**Your assignment**.
Whenever a line of the material contains the string "instance", it should be copied.

+ + + + +

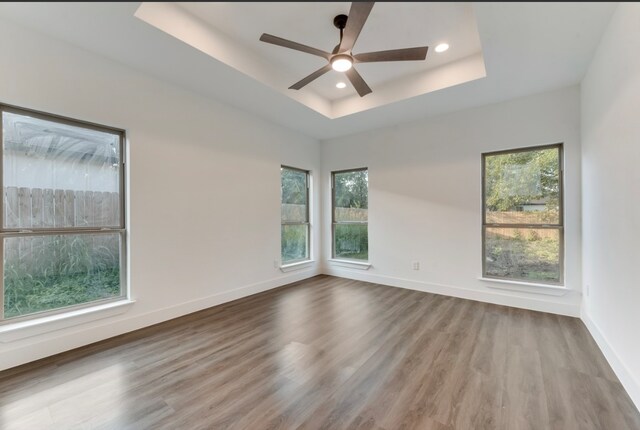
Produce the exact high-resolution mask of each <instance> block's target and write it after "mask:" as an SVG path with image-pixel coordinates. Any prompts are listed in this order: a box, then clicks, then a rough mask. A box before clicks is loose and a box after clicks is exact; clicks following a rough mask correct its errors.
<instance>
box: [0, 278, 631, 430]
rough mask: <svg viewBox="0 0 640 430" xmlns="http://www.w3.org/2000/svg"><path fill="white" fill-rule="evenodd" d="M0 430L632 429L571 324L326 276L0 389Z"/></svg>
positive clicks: (621, 392) (243, 303) (15, 381)
mask: <svg viewBox="0 0 640 430" xmlns="http://www.w3.org/2000/svg"><path fill="white" fill-rule="evenodd" d="M0 428H2V429H6V430H8V429H29V430H33V429H93V428H97V429H252V430H253V429H297V428H300V429H378V430H380V429H386V430H391V429H433V430H452V429H460V430H470V429H505V430H512V429H537V430H539V429H580V430H587V429H606V430H618V429H640V414H639V413H638V411H637V410H636V409H635V407H634V405H633V404H632V402H631V400H630V399H629V397H628V395H627V394H626V392H625V391H624V389H623V388H622V386H621V384H620V382H619V381H618V380H617V378H616V376H615V375H614V374H613V372H612V371H611V368H610V367H609V365H608V364H607V362H606V361H605V359H604V357H603V356H602V354H601V353H600V351H599V349H598V347H597V346H596V344H595V342H594V341H593V339H592V338H591V337H590V335H589V334H588V332H587V330H586V328H585V327H584V326H583V324H582V322H581V321H580V320H578V319H575V318H569V317H561V316H557V315H552V314H545V313H539V312H531V311H525V310H521V309H514V308H507V307H503V306H496V305H490V304H485V303H479V302H472V301H467V300H461V299H456V298H452V297H446V296H439V295H434V294H428V293H421V292H417V291H411V290H404V289H398V288H392V287H386V286H382V285H376V284H369V283H365V282H359V281H352V280H346V279H340V278H334V277H330V276H317V277H315V278H312V279H309V280H306V281H301V282H298V283H295V284H291V285H290V286H286V287H282V288H279V289H276V290H272V291H268V292H265V293H262V294H258V295H255V296H251V297H247V298H244V299H240V300H237V301H234V302H230V303H227V304H225V305H221V306H217V307H215V308H210V309H207V310H205V311H201V312H197V313H195V314H191V315H188V316H185V317H182V318H178V319H175V320H172V321H169V322H166V323H162V324H158V325H156V326H153V327H148V328H145V329H143V330H139V331H136V332H132V333H129V334H126V335H123V336H119V337H117V338H113V339H109V340H106V341H103V342H100V343H96V344H93V345H89V346H87V347H83V348H80V349H77V350H74V351H70V352H67V353H64V354H60V355H57V356H54V357H50V358H47V359H44V360H40V361H38V362H35V363H31V364H27V365H25V366H21V367H17V368H14V369H10V370H8V371H5V372H1V373H0Z"/></svg>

+ + + + +

**Solution below**.
Produce the exact high-resolution mask of each <instance> block's target and write it after "mask:" as an SVG path with image-pixel coordinates. Any prompts are listed in this order: a box, then clicks, then a rough mask. A box before clicks is loose and a box after clicks is exact; clicks following a rough mask correct its errors.
<instance>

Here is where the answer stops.